Select each line of the data below that contains the word "instance". Uppercase and lowercase letters count as different.

== Supplied data ==

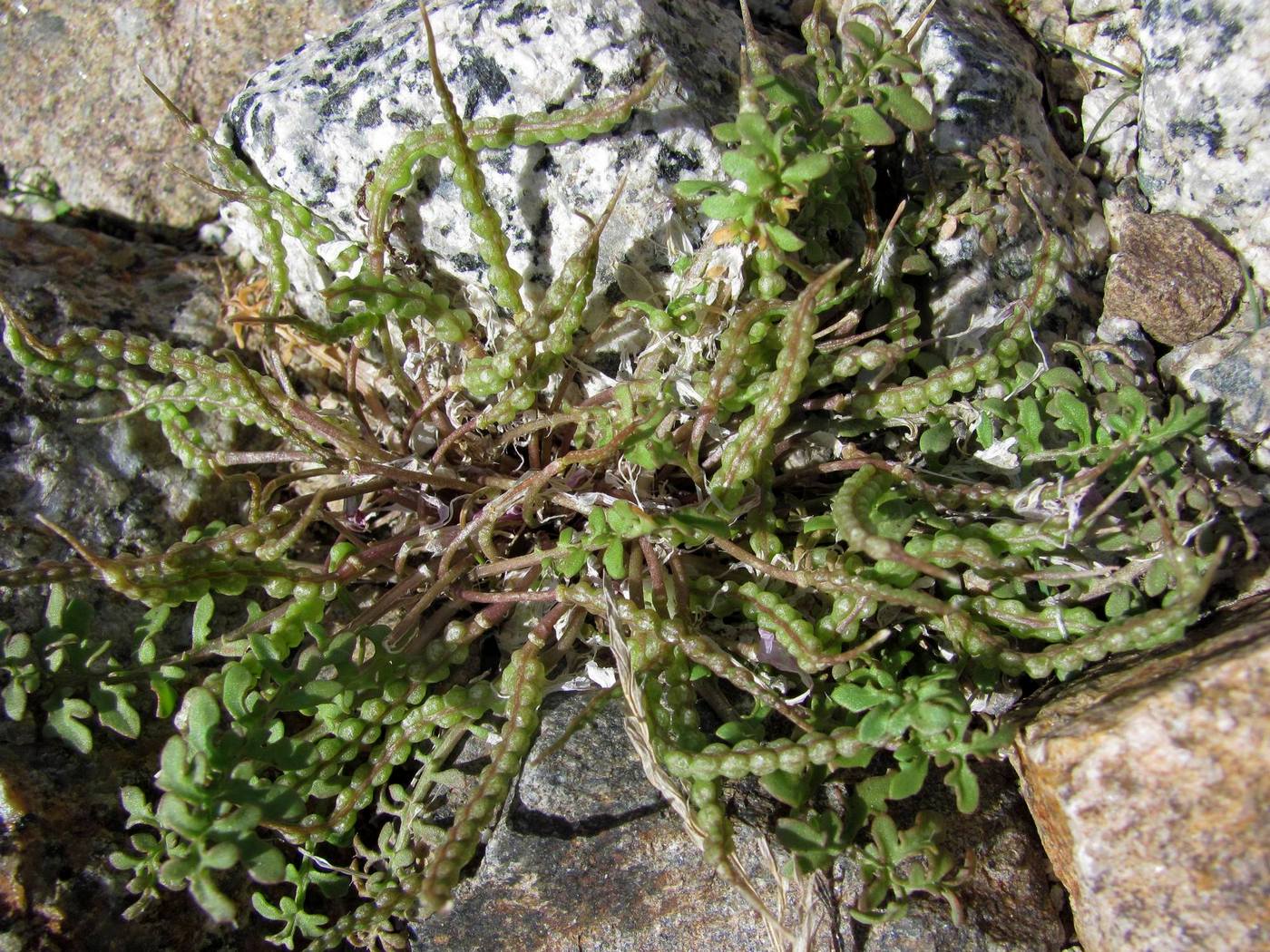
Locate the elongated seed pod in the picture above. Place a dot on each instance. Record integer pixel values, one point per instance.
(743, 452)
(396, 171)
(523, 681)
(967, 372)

===
== Supplied data ==

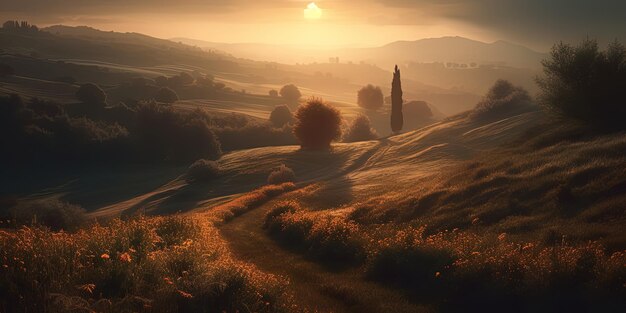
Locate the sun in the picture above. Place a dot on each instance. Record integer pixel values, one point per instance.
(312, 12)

===

→ Task solution:
Locate the elongated seed pod in the picture above. Place a dot on each instance. Record integer pixel values, one point per instance.
Locate the sun in the picture above. Place a dot on each instance. Record integer pixel values, one point per instance.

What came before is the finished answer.